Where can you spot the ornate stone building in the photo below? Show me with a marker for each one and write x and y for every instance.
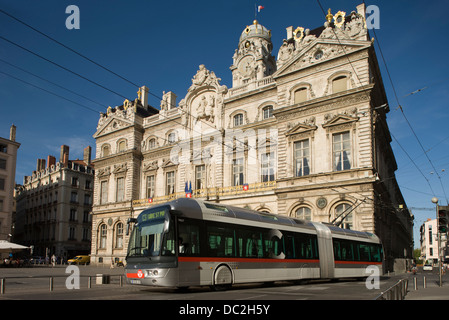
(303, 134)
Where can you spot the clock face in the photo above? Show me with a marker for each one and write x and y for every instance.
(246, 66)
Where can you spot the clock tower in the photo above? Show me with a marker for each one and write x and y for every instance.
(252, 59)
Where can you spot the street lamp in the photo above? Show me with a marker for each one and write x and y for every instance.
(435, 201)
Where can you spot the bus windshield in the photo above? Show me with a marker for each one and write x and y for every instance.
(150, 233)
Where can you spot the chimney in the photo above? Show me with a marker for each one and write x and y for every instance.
(51, 160)
(12, 133)
(64, 157)
(87, 155)
(40, 165)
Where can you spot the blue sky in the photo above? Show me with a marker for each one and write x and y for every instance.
(160, 44)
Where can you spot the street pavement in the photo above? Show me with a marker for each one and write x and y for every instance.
(50, 283)
(427, 286)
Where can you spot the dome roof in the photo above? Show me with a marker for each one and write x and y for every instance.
(255, 30)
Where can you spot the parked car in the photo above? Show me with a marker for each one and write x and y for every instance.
(427, 267)
(80, 260)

┄┄┄┄┄┄

Directions » Format the records above as a two-column CSV with the header row record,points: one row per record, its text in the record column and its answer in the points column, each field double-quoted with any line breaks replaced by spaces. Leave the pictures out.

Task result »
record,points
"Where can you spot the ornate stone building in the photo below? Show me with a marker for each one and write x and y for every instance.","(303, 134)"
"Where can you spot the clock face in the photo above? Show me with a marker for each one and write x and y for every instance.","(246, 66)"
"Where can you spot the clock tower in the photo above? Show me with a marker for each one and write x and y for every instance.","(252, 59)"
"Where can you spot the street lamp in the photo above? Show me with a marker for each one and write x and y for every instance.","(435, 201)"
"Where can you spot the bus windshield in the photo above? Show me with a marker for each one and write x and y for every instance.","(150, 233)"
"Where can you spot the chimney in the photo above? Show me with a marker for each one and write x and y for every instance.","(51, 160) (12, 133) (64, 157) (87, 155) (40, 165)"
"Where can you spot the blue sky in the photo above? Show me with a marker for each one and write x and y for every instance.","(160, 44)"
"Where can you spot the street pavement in the photo above? Show me with a marker for each one and write x and y for every instance.","(50, 283) (427, 286)"
"Where can you spot the dome roof in the photo above? Show me with a marker for each one and write x and y for every instance.","(255, 30)"
"Where can you spot the parked car in the photo above? Show me with a marker for each one and write x and y for every instance.","(427, 267) (80, 260)"